------ BRON

Dat is voor mij reden genoeg om, uitzonderlijk, de verjaring te laten vallen. Ik zeg uitzonderlijk, want wij mogen, net zoals in Nederland, niet denken dat als wij voor dergelijke misdrijven de mogelijkheid van verjaring schrappen, we dat ook moeten doen voor andere misdrijven. Het moet een uitzonderlijke regel blijven.

Je peux comprendre les arguments des juristes mais je ne peux les accepter. Il est difficile de collecter des preuves alors, en tant que Parlement, prenons les mesures pour pouvoir en collecter beaucoup dans ces cas.

Op die manier krijgen mensen dan de kans dat er een zaak komt, dat er een veroordeling komt en dat er een bescherming van andere kinderen komt.

Kindermisbruik en seksueel geweld tegen minderjarigen komen in ons land veel te vaak voor. Vooral meisjes en jonge vrouwen zijn hier het slachtoffer van: tot een op zes is er al het slachtoffer van geweest. In ons land krijgen daders een zeer lage straf, die niet toeneemt. Het Parlement kan dan beter, met alle begrip voor de opmerkingen van juristen, beslissen om zulke daden niet meer te laten verjaren en maatregelen nemen om de bewijsvoering veel gemakkelijker te maken, zodat de kans dat er een zaak van komt en dat de daders worden veroordeeld, veel groter wordt. Dat is een maatschappelijk signaal.

------------
------ GEGEVENS

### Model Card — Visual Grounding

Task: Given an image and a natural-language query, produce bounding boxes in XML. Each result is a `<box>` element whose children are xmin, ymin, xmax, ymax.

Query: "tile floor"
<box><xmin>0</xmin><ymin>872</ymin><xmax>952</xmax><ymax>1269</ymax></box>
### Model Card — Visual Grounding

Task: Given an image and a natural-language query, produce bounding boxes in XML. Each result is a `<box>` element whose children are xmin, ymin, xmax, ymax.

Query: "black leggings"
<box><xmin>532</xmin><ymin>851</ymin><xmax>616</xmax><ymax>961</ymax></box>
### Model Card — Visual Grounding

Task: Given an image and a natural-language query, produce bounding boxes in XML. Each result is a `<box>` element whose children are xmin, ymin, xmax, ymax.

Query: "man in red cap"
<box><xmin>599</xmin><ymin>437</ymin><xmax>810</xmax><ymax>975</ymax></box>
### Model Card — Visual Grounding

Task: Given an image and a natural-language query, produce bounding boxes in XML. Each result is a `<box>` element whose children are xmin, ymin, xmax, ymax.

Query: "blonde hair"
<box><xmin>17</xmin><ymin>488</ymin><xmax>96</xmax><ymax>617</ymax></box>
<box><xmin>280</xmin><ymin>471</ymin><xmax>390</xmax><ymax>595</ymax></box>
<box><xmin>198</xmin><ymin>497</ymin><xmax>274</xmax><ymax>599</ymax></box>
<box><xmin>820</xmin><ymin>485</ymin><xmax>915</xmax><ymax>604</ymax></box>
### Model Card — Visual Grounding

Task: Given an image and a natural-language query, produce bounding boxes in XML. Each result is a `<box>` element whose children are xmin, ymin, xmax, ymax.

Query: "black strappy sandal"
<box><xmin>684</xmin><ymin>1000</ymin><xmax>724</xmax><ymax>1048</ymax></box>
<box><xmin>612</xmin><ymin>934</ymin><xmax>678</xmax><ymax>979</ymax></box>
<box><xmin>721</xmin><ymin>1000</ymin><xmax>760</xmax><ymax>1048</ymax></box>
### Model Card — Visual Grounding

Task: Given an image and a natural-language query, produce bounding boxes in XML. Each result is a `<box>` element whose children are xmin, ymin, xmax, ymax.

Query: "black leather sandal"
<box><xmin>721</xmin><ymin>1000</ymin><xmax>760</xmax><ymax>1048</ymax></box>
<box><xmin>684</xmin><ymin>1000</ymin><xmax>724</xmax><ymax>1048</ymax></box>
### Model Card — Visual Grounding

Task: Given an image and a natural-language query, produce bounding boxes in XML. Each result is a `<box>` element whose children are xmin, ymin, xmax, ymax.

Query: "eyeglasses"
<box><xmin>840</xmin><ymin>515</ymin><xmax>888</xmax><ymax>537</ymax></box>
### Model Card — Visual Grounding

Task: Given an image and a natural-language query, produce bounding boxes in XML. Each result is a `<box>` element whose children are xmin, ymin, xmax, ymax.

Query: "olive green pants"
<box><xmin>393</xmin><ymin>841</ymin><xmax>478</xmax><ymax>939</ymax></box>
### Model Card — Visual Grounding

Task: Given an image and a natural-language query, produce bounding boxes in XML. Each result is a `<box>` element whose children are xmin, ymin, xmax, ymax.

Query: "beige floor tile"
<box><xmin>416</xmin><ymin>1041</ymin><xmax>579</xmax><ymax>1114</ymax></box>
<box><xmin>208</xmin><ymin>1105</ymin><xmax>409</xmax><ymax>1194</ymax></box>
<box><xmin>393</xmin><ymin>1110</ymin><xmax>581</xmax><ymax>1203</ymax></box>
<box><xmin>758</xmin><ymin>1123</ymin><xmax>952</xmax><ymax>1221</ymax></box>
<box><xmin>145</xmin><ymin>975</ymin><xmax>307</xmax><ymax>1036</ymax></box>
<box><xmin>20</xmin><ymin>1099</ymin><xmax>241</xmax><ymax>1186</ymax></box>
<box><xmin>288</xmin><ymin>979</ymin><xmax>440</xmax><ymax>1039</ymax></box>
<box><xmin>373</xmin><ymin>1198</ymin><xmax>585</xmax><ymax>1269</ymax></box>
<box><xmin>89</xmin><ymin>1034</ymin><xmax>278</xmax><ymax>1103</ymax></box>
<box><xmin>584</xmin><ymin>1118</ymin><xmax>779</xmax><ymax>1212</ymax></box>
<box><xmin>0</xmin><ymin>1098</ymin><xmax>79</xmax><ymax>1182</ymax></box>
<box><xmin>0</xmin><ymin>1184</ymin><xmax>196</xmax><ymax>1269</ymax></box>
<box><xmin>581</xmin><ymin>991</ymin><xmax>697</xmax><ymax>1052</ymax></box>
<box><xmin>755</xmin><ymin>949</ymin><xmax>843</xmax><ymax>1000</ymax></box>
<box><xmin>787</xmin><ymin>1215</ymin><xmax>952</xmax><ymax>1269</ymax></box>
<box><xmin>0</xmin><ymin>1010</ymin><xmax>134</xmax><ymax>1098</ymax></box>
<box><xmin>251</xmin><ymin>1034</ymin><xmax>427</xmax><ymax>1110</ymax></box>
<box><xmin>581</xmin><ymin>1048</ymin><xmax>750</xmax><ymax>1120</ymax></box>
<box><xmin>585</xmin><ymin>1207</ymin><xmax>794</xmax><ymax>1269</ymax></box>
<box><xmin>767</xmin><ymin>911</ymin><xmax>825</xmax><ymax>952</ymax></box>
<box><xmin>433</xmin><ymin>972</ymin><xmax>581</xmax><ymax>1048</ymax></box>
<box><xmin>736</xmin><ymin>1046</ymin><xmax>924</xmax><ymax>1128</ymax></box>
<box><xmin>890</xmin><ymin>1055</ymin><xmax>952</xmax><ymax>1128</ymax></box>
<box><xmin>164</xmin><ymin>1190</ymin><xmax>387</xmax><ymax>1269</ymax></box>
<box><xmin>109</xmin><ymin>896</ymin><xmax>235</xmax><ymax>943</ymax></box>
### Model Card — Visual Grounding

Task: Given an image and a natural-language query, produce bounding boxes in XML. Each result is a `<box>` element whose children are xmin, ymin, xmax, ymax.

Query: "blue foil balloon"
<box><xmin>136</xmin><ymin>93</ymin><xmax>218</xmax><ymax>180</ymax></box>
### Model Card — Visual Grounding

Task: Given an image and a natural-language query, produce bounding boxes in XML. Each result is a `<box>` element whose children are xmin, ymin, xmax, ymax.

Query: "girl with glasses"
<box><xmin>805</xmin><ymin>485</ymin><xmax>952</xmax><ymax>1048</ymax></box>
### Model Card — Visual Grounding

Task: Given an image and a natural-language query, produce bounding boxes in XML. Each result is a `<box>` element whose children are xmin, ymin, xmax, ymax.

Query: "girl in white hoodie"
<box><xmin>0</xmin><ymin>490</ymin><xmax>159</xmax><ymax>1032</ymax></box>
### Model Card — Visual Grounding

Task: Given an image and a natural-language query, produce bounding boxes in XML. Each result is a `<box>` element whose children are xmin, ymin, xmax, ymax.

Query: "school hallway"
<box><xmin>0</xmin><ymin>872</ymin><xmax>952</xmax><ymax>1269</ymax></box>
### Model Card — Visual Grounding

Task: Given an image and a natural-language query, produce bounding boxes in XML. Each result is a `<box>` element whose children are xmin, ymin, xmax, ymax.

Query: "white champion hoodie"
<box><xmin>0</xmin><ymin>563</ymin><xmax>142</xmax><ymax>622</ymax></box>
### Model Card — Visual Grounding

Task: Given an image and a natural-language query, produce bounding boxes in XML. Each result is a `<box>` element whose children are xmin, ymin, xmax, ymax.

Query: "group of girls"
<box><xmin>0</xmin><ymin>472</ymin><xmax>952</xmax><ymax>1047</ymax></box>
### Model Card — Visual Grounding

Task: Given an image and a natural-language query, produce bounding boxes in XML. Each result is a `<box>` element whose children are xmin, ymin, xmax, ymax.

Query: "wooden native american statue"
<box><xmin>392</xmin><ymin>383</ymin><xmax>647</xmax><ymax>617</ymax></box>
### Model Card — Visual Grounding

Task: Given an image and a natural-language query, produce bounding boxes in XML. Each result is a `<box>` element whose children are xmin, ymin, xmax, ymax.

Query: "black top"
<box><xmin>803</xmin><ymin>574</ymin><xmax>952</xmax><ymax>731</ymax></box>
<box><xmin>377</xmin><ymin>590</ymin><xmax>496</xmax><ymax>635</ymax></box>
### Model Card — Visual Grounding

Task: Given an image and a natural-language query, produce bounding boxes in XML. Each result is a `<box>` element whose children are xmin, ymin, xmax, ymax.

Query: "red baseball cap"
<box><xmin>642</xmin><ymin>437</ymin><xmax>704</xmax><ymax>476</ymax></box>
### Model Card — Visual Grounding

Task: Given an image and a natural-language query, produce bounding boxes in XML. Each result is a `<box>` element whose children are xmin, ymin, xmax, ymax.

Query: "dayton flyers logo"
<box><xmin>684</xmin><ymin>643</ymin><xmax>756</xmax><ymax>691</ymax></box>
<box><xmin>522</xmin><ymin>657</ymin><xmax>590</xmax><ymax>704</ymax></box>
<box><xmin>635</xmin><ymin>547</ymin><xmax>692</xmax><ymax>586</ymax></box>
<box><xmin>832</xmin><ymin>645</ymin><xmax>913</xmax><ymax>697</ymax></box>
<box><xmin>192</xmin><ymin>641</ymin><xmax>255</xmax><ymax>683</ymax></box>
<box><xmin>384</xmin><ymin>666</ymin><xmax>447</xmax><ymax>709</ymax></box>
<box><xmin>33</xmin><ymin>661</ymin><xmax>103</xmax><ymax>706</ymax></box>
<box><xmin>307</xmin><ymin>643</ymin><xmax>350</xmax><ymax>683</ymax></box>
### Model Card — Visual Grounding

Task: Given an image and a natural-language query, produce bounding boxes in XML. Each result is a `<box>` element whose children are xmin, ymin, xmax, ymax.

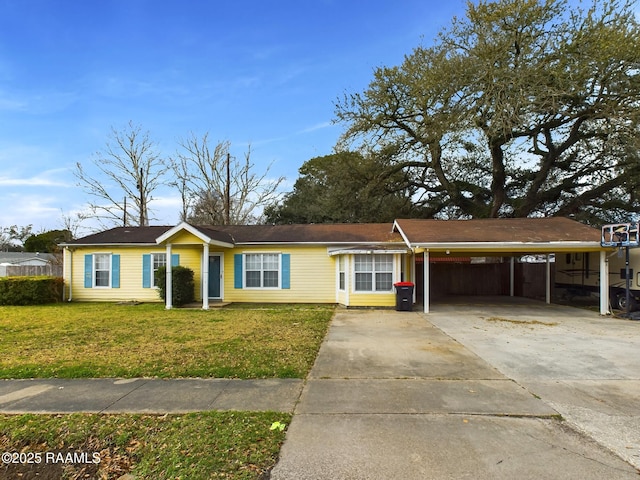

------------

### JOUW OPDRACHT
Wil je uit de tekst over de verjaring bij kindermisbruik letterlijk overnemen van "Kindermisbruik en seksueel" tot "een maatschappelijk signaal."?

### RESULTAAT OPDRACHT
Kindermisbruik en seksueel geweld tegen minderjarigen komen in ons land veel te vaak voor. Vooral meisjes en jonge vrouwen zijn hier het slachtoffer van: tot een op zes is er al het slachtoffer van geweest. In ons land krijgen daders een zeer lage straf, die niet toeneemt. Het Parlement kan dan beter, met alle begrip voor de opmerkingen van juristen, beslissen om zulke daden niet meer te laten verjaren en maatregelen nemen om de bewijsvoering veel gemakkelijker te maken, zodat de kans dat er een zaak van komt en dat de daders worden veroordeeld, veel groter wordt. Dat is een maatschappelijk signaal.